Set task A – Output the stretch of the passage on Egyptian gods that opens with the words containing "We know these" and closes with "for His purposes.", copied word for word.

---- Page text

There are some essential things hidden within the story. The Egyptians worshipped just about everything as a “god”: Khnum was the guardian of the Nile sources; Hapi was the spirit of the Nile; Neper and Nepit were the gods of grain; Min was the god of the harvest; Osiris was the god of agriculture and the underworld of death (the river Nile was considered his bloodstream).

Hathor was the cow goddess of love, beauty, and joy; Ptah and Nevis were sacred bulls. Pharaoh was considered the chief sun-god Ra and believed the other gods spoke to him using dreams, which probably troubled Pharaoh because they dealt with their most sacred animal and grain, their chief source of wealth.

We know these connections because the Egyptians wrote extensively about their gods. So, what’s masked in the story is that Pharaoh and the magicians understood the dreams, which was the chief problem. Pharaoh was the chief god but had no idea what to do, and the wise men of Egypt had no suggestions. They understood the [dabar] word but didn’t know the Living God who spoke in [imra] words in the night and directed the course of our lives for His purposes.

--------
---- Entries

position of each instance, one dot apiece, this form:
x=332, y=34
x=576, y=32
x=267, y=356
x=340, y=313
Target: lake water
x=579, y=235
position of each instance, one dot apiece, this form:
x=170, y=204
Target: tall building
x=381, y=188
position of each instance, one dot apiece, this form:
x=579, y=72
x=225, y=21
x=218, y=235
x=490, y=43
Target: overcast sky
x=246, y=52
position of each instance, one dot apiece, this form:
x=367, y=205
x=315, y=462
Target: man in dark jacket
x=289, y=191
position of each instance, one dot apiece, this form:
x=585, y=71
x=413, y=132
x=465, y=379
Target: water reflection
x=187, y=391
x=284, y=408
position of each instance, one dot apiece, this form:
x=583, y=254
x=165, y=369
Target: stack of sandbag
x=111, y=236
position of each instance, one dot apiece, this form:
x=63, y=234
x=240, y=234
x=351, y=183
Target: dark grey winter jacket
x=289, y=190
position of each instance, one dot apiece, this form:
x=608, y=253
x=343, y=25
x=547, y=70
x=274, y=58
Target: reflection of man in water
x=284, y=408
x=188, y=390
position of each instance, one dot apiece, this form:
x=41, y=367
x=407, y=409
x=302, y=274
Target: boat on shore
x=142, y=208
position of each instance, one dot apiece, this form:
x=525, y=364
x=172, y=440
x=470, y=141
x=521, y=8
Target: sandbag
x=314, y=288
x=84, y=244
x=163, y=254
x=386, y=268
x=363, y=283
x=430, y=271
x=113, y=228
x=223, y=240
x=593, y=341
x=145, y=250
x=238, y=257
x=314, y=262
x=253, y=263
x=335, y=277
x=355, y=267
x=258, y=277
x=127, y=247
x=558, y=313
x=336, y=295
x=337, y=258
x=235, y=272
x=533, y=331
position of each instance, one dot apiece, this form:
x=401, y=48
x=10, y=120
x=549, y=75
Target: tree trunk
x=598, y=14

--------

Set task B – Show each line of the records that holds the string "dark". Case counts.

Complete output A –
We know these connections because the Egyptians wrote extensively about their gods. So, what’s masked in the story is that Pharaoh and the magicians understood the dreams, which was the chief problem. Pharaoh was the chief god but had no idea what to do, and the wise men of Egypt had no suggestions. They understood the [dabar] word but didn’t know the Living God who spoke in [imra] words in the night and directed the course of our lives for His purposes.

Complete output B –
Target: man in dark jacket
Target: dark grey winter jacket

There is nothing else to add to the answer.